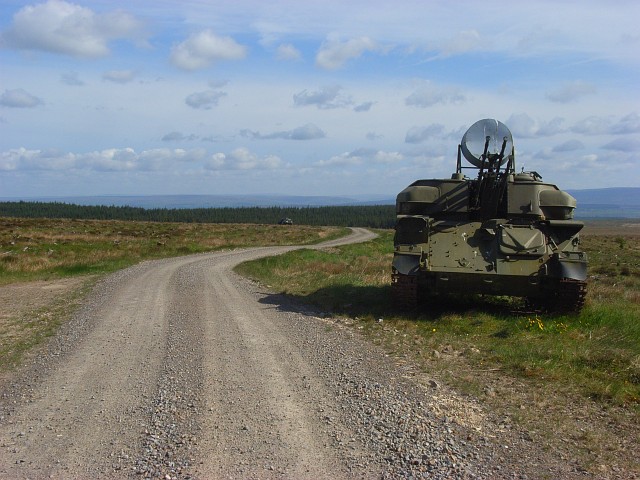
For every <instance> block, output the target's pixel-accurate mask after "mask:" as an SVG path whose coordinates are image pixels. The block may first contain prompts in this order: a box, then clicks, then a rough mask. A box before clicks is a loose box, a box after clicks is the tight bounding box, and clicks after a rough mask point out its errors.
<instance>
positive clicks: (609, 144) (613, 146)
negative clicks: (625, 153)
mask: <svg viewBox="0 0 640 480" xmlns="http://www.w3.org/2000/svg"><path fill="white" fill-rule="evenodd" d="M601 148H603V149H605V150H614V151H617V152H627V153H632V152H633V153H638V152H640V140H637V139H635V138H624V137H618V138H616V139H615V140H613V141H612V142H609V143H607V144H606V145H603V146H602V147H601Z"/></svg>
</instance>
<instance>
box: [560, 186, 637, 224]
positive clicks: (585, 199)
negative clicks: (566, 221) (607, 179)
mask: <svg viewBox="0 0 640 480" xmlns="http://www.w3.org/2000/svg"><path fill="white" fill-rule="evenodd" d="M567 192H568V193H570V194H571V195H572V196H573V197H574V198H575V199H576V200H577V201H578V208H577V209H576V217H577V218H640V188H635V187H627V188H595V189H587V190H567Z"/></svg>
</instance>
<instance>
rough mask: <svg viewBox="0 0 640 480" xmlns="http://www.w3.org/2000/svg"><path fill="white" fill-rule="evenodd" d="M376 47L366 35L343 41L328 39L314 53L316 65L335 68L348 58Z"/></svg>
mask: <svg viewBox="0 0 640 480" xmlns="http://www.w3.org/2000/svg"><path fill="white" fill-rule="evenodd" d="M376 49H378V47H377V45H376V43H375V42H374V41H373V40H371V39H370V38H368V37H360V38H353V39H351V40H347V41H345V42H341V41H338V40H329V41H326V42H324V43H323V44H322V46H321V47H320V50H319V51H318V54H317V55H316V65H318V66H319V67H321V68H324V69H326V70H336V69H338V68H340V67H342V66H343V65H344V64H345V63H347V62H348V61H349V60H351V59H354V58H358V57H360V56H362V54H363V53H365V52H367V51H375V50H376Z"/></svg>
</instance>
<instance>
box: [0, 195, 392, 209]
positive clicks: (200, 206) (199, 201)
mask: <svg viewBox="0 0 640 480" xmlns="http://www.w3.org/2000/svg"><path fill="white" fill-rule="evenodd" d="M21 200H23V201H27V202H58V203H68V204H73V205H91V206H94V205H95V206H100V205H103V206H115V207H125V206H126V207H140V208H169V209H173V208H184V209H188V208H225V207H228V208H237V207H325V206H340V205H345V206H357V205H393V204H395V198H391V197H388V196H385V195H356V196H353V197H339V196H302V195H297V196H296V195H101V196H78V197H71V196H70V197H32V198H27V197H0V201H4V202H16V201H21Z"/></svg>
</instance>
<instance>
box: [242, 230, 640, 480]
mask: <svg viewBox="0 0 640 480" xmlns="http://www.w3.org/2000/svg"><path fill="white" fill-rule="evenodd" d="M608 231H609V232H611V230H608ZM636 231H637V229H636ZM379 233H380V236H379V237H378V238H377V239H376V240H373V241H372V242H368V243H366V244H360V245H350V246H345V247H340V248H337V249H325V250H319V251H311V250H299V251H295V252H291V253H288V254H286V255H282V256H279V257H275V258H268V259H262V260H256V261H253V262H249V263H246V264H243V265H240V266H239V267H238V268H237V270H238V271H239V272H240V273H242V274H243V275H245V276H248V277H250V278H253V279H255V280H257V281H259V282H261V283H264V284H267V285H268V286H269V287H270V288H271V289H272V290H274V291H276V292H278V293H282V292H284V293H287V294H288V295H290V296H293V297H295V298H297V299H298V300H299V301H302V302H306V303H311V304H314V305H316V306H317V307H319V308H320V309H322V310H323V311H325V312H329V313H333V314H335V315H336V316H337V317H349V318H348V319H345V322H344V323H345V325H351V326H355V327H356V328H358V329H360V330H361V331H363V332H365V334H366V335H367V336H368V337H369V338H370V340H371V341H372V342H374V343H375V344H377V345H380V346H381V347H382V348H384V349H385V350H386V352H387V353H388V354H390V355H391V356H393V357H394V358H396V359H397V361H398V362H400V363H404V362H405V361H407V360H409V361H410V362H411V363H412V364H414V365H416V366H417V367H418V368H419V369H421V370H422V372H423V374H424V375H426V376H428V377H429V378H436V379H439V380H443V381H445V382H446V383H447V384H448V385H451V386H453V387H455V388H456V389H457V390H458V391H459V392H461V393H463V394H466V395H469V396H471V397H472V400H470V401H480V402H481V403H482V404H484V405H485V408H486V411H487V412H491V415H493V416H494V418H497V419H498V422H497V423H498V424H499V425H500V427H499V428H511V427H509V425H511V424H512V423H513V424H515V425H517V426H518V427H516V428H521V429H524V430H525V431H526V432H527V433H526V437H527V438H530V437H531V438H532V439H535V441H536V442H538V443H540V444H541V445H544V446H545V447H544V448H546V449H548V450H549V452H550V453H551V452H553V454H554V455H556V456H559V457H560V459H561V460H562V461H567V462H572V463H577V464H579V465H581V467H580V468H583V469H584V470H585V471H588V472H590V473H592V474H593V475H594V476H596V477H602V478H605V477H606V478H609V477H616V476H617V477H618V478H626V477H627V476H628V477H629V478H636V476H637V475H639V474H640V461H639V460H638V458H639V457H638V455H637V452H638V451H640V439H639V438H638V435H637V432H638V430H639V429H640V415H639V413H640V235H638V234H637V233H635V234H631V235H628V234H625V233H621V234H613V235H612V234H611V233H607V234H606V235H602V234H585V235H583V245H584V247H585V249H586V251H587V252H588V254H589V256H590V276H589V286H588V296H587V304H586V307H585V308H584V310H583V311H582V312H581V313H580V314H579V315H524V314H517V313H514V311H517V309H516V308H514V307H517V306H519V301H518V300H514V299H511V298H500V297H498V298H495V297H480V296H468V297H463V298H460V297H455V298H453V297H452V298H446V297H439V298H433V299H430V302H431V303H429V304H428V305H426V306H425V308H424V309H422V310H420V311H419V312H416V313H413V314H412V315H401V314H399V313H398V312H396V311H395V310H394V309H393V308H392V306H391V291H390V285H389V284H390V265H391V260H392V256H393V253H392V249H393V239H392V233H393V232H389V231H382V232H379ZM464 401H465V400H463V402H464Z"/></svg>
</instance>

__TASK BRIEF__
Leave the pictures out and reproduce each record exactly as written.

__EXERCISE SOLUTION__
For every <instance> block, output the target's pixel-accurate mask after "mask:" as an SVG path whose coordinates are image pixels. The block may first contain prompts in this order: a box, then clicks, then a rough mask. A box before clicks is a loose box, a box after clicks is the tight bounding box, and clicks after a rough mask point out its errors.
<instance>
positive clicks: (609, 144) (613, 146)
negative clicks: (625, 153)
mask: <svg viewBox="0 0 640 480" xmlns="http://www.w3.org/2000/svg"><path fill="white" fill-rule="evenodd" d="M601 148H603V149H605V150H614V151H617V152H627V153H632V152H633V153H638V152H640V140H637V139H635V138H624V137H618V138H616V139H615V140H613V141H612V142H609V143H607V144H606V145H603V146H602V147H601Z"/></svg>
</instance>
<instance>
box: [560, 186, 637, 224]
positive clicks: (585, 199)
negative clicks: (566, 221) (607, 179)
mask: <svg viewBox="0 0 640 480" xmlns="http://www.w3.org/2000/svg"><path fill="white" fill-rule="evenodd" d="M567 192H568V193H570V194H571V195H572V196H573V197H574V198H575V199H576V200H577V201H578V208H577V209H576V217H577V218H640V188H635V187H627V188H595V189H587V190H567Z"/></svg>
</instance>
<instance>
rough mask: <svg viewBox="0 0 640 480" xmlns="http://www.w3.org/2000/svg"><path fill="white" fill-rule="evenodd" d="M376 47L366 35L343 41L328 39L314 53L316 65L335 68L348 58Z"/></svg>
mask: <svg viewBox="0 0 640 480" xmlns="http://www.w3.org/2000/svg"><path fill="white" fill-rule="evenodd" d="M376 49H378V47H377V45H376V43H375V42H374V41H373V40H371V39H370V38H368V37H360V38H353V39H351V40H347V41H345V42H341V41H338V40H329V41H326V42H324V43H323V44H322V46H321V47H320V50H319V51H318V54H317V55H316V65H318V66H319V67H321V68H324V69H326V70H336V69H338V68H340V67H342V66H343V65H344V64H345V63H347V62H348V61H349V60H351V59H354V58H358V57H360V56H362V54H363V53H365V52H367V51H375V50H376Z"/></svg>
</instance>
<instance>
box: [0, 195, 392, 209]
positive clicks: (200, 206) (199, 201)
mask: <svg viewBox="0 0 640 480" xmlns="http://www.w3.org/2000/svg"><path fill="white" fill-rule="evenodd" d="M21 200H23V201H27V202H58V203H68V204H73V205H91V206H94V205H95V206H100V205H103V206H115V207H125V206H126V207H140V208H169V209H173V208H184V209H188V208H225V207H228V208H237V207H325V206H340V205H345V206H357V205H393V204H395V198H391V197H388V196H385V195H356V196H353V197H339V196H302V195H297V196H296V195H101V196H78V197H71V196H70V197H32V198H27V197H0V201H4V202H16V201H21Z"/></svg>
</instance>
<instance>
box: [242, 230, 640, 480]
mask: <svg viewBox="0 0 640 480" xmlns="http://www.w3.org/2000/svg"><path fill="white" fill-rule="evenodd" d="M608 231H609V232H611V230H608ZM636 231H637V229H636ZM379 233H380V236H379V237H378V238H377V239H376V240H373V241H372V242H368V243H366V244H360V245H350V246H345V247H340V248H337V249H325V250H319V251H311V250H299V251H295V252H291V253H288V254H286V255H282V256H279V257H275V258H268V259H262V260H256V261H253V262H249V263H246V264H243V265H240V266H239V267H238V268H237V270H238V271H239V272H240V273H242V274H243V275H245V276H248V277H250V278H253V279H255V280H257V281H259V282H261V283H264V284H267V285H268V286H269V287H270V288H271V289H272V290H274V291H276V292H278V293H282V292H284V293H287V294H288V295H290V296H293V297H295V298H297V299H298V300H299V301H302V302H306V303H311V304H314V305H316V306H317V307H319V308H320V309H322V310H323V311H325V312H329V313H333V314H335V315H336V316H337V317H349V318H348V319H345V322H344V323H345V325H351V326H355V327H356V328H358V329H360V330H361V331H363V332H365V334H366V335H367V336H368V337H369V338H370V340H371V341H372V342H374V343H375V344H377V345H380V346H381V347H382V348H384V349H385V350H386V352H387V353H388V354H390V355H391V356H393V357H394V358H396V359H397V361H398V362H400V363H404V362H405V361H407V360H409V361H410V362H411V363H412V364H414V365H416V366H417V367H418V368H419V369H421V370H422V372H423V374H424V375H426V376H428V377H429V378H436V379H439V380H443V381H445V382H446V383H447V384H448V385H451V386H453V387H455V388H456V389H457V390H458V391H459V392H461V393H463V394H466V395H469V396H471V397H472V400H470V401H480V402H481V403H482V404H484V405H485V408H486V411H487V412H491V415H493V416H494V418H497V419H498V422H497V423H498V424H499V425H500V427H499V428H511V427H509V425H511V424H512V423H513V424H515V425H517V426H518V427H516V428H521V429H524V430H525V431H526V432H527V433H526V437H527V438H530V437H531V438H532V439H535V441H536V442H538V443H540V444H541V445H544V446H545V447H544V448H546V449H548V450H549V452H550V453H551V452H553V454H554V455H556V456H559V457H560V459H561V460H562V461H567V462H572V463H577V464H579V465H581V467H580V468H583V469H584V470H585V471H588V472H590V473H592V474H593V475H594V476H596V477H602V478H605V477H606V478H609V477H616V476H617V477H618V478H626V477H627V476H628V477H629V478H636V476H637V475H639V474H640V461H639V460H638V458H639V457H638V455H637V452H638V451H640V439H639V438H638V435H637V432H638V430H639V429H640V415H639V413H640V235H638V234H637V233H635V234H631V235H628V234H625V233H621V234H613V235H612V234H611V233H607V234H606V235H602V234H585V235H583V245H584V247H585V249H586V251H587V252H588V254H589V256H590V276H589V286H588V296H587V304H586V307H585V308H584V310H583V311H582V312H581V313H580V314H579V315H524V314H517V313H514V311H517V309H516V308H514V307H517V306H519V301H518V300H514V299H511V298H500V297H498V298H495V297H480V296H468V297H463V298H460V297H455V298H453V297H452V298H446V297H439V298H433V299H430V302H431V303H429V304H428V305H426V306H425V308H424V309H422V310H420V311H419V312H416V313H413V314H412V315H401V314H399V313H398V312H396V311H395V310H394V309H393V308H392V306H391V291H390V285H389V284H390V265H391V260H392V256H393V253H392V249H393V239H392V233H393V232H389V231H382V232H379ZM464 401H465V400H463V402H464Z"/></svg>
</instance>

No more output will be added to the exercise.